# Excerpt provided

———

5/18/05



And The Slow Days Do Nothing To Erase The Constant Changes In Your Face...

and he asked himself
quietly
and politely

to
Stop for a second.

what
what's wrong?
don't bother me
I'm busy
y' see?


No. I don't see.
I see what you don't - and more.
This is the reason of my being. I am the outerworldy essence that exists within you. The outsides of your insides that we all hope that you may, one day, spread to others in your outside world.


I'm not really getting what you're saying, man. You seem like a nice guy and all - but...I'm, kinda like, really doin' a lot of things right now, y' know? Maybe I'll have some time later or sumthin'...

No. You won't. I know this, have seen it...lived it. That is why I speak to you now. I see you. Know you. Am you. I am THE OLDER you. The FUTURE YOU.

......really? Wow. Cool. Huh. Ummm...so, are you, like - rich yet?

(sigh).........




5/17/05



Racecar Backwards...

Just caught myself not knowing what to say on the phone because I was so distracted with something stupid on the computer and just got home from work early and called somebody but couldn't remember who the hell I called so the recording was blank until I said...uuuhhhhh I don't know who this is - but this is Kevynn and...I know I was calling to play poker, so I hope this is somebody that likes to play. Bye.






Things I Hate To Do...

Why does it seem that I know everybody else a lot better than they know me?




5/16/05



Nothing Compares...To You...



Sometimes, I wanna shave my head. It only happens when I'm drunk. I don't know why. Maybe I look at myself in the mirror and feel ashamed. Maybe the monastic and shamefully anti-bacchanal part of me rears its ugly pun-intended head. Or maybe it's because that my friend Tony has a pair of clippers always lying about in his bathroom and every single time that I'm at Tony's - I'm totally wasted.




5/13/05



Mommy And Daddy...Thanks, Raymi...

———

# Data extract
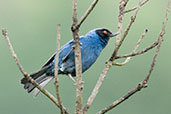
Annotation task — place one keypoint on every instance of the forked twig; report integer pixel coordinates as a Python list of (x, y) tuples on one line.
[(44, 91), (114, 54), (133, 51), (56, 71), (132, 9), (142, 84), (154, 44), (86, 13), (78, 65)]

———

In the dated entries, why does the speaker who calls himself "THE OLDER you" say he is speaking to the younger one now? Answer in one to three sentences.

The younger one says he may have time later, and the older one replies that he won't. He knows this because he has seen it and lived it as the future version of him, so he speaks now.